• [Work to complete]:
Counting only lines that contain the string "green", how many are there in the data? Say the number alone.

BEGIN

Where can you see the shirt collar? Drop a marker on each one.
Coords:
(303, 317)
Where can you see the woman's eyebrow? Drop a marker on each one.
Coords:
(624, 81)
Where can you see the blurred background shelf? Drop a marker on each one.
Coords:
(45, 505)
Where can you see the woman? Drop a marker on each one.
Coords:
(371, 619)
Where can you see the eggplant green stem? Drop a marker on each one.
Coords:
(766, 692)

END
BEGIN

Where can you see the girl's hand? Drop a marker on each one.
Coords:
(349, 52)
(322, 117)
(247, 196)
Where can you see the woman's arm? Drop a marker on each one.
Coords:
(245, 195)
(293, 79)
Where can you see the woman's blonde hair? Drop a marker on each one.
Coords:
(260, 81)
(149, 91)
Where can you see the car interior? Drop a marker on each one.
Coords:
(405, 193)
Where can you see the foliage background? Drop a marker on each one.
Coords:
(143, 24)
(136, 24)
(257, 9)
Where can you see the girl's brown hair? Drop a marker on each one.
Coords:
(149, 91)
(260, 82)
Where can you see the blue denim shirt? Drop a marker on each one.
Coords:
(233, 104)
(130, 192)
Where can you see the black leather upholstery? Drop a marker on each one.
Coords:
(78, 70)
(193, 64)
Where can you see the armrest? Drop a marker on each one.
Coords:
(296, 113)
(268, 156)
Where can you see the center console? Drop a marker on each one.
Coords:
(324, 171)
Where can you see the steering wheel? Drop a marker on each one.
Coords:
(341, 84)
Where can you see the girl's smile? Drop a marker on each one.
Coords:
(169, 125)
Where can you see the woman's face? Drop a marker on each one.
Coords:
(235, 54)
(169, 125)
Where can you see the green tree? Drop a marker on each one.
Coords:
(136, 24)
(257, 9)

END

• [Task response]:
2